## TASK DESCRIPTION
Copy out every line of the items below that contains the string "clicks".

(Beginning of DATA EXTRACT)

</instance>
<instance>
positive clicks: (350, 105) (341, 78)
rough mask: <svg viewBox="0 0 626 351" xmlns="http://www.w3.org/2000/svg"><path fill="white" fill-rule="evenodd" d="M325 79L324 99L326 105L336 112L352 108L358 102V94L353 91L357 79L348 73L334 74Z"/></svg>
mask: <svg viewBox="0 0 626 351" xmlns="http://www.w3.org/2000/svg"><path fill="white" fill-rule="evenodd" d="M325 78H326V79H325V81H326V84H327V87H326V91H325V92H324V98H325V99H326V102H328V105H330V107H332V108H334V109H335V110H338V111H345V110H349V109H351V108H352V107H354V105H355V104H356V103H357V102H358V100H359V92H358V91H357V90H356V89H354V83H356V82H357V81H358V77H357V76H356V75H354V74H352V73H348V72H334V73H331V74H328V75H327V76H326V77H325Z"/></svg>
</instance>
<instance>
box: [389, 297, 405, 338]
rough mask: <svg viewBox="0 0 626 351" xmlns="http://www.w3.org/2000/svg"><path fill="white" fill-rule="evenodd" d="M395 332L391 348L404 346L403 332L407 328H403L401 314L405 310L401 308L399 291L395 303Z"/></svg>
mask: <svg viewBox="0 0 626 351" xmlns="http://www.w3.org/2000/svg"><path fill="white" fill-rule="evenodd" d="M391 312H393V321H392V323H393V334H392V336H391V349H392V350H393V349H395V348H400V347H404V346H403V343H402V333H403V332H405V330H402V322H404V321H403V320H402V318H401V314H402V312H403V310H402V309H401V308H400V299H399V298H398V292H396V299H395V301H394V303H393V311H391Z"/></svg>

(End of DATA EXTRACT)
(Beginning of DATA EXTRACT)

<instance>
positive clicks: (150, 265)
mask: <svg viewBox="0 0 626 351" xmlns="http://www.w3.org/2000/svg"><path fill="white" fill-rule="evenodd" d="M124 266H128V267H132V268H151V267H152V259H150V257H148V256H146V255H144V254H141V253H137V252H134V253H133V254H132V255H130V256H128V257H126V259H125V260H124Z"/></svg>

(End of DATA EXTRACT)

## SOLUTION TO THIS PROBLEM
positive clicks: (350, 105) (341, 78)
positive clicks: (150, 265)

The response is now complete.